### WORK REQUIRED:
Return every line of the listing that contains the string "small", and treat case as significant.

=-=-=-=-=

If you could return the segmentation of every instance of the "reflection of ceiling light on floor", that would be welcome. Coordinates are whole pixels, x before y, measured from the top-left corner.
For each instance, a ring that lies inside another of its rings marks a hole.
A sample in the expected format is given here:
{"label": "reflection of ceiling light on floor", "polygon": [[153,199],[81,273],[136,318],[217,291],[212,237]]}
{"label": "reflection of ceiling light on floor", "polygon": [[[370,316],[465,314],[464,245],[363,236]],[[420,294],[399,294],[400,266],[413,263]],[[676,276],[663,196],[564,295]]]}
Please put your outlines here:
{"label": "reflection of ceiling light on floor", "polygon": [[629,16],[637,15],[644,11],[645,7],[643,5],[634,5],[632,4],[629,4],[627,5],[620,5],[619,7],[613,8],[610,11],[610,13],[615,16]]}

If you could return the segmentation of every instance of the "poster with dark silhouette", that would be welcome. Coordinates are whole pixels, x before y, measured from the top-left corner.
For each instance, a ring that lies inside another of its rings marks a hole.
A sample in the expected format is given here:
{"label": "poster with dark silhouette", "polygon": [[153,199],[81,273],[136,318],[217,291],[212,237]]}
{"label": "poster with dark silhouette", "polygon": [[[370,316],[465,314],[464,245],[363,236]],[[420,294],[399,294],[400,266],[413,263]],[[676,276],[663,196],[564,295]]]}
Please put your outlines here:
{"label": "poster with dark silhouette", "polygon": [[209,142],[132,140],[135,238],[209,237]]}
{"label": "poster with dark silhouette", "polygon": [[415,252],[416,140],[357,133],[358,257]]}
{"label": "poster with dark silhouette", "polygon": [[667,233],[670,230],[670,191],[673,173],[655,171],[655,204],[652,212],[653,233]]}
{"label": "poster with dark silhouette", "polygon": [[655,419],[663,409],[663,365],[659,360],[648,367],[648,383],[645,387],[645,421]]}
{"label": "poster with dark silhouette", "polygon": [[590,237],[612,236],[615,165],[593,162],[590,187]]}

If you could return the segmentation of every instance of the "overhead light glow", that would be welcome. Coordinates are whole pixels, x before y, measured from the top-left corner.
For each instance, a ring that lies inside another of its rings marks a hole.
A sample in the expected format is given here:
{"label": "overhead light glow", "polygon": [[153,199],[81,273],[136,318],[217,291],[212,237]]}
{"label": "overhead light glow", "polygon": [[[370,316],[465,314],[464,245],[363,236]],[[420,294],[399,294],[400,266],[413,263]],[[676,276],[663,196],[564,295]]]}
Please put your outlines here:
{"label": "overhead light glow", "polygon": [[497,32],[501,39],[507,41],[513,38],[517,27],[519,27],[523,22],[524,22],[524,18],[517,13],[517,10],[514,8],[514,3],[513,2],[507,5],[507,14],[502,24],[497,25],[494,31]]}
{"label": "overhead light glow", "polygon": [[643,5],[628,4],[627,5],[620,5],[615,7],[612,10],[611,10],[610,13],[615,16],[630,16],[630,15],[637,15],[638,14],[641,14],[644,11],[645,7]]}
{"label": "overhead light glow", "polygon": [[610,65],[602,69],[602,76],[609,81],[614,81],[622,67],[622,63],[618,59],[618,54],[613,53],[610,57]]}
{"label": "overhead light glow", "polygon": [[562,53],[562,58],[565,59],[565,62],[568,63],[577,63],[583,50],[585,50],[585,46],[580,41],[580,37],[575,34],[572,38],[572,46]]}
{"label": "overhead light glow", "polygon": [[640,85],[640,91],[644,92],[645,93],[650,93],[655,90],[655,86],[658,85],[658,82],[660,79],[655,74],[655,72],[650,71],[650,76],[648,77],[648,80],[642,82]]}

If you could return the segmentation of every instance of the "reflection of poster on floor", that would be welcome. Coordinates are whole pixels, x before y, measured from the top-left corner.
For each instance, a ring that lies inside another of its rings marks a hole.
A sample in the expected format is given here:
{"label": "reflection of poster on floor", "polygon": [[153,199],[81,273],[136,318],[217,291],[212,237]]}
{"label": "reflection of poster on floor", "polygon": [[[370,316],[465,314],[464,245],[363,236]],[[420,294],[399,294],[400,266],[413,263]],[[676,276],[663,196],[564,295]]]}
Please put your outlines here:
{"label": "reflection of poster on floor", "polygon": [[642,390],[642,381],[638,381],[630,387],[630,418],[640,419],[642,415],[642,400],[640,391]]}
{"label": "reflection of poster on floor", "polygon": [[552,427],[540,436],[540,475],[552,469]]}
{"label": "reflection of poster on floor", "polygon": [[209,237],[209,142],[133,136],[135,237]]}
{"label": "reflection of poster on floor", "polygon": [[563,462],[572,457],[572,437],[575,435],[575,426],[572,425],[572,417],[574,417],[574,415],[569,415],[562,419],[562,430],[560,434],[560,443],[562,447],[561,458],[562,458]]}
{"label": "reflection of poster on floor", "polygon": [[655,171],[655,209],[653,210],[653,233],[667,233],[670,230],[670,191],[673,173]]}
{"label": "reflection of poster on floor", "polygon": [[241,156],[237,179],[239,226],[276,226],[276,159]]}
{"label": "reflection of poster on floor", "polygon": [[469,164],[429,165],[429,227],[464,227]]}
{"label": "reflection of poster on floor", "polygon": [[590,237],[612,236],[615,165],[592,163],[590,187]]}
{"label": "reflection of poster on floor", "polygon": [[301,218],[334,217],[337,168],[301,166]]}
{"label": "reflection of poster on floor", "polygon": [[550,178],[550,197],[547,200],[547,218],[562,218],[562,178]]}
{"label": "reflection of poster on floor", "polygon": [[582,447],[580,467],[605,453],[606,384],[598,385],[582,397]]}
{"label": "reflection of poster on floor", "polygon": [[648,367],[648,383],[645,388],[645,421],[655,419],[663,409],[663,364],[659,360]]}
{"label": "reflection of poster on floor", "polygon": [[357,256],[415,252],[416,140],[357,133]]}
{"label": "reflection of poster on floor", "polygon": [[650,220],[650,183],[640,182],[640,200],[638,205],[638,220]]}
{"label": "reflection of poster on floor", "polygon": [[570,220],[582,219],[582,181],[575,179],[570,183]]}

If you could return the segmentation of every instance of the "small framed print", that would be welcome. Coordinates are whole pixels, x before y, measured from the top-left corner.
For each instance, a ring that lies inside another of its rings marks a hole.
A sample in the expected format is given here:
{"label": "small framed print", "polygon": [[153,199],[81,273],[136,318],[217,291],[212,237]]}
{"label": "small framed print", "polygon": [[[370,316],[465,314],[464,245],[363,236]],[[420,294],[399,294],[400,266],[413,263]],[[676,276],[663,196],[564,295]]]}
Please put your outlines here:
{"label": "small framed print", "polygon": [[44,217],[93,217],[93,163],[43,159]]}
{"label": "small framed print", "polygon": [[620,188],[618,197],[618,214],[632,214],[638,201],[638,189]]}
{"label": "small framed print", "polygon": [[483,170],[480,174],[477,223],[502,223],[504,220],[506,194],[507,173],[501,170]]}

=-=-=-=-=

### OUTPUT:
If you could return the segmentation of every instance of the "small framed print", that would be welcome. Coordinates are whole pixels, x before y, measured from the top-left corner.
{"label": "small framed print", "polygon": [[153,199],[81,273],[136,318],[217,291],[212,237]]}
{"label": "small framed print", "polygon": [[[370,316],[465,314],[464,245],[363,236]],[[420,294],[399,294],[400,266],[413,263]],[[676,276],[663,196],[564,295]]]}
{"label": "small framed print", "polygon": [[44,217],[93,217],[93,163],[43,159]]}
{"label": "small framed print", "polygon": [[620,188],[618,197],[618,214],[632,214],[638,201],[638,189]]}
{"label": "small framed print", "polygon": [[483,170],[480,174],[477,223],[502,223],[504,220],[506,194],[507,173],[501,170]]}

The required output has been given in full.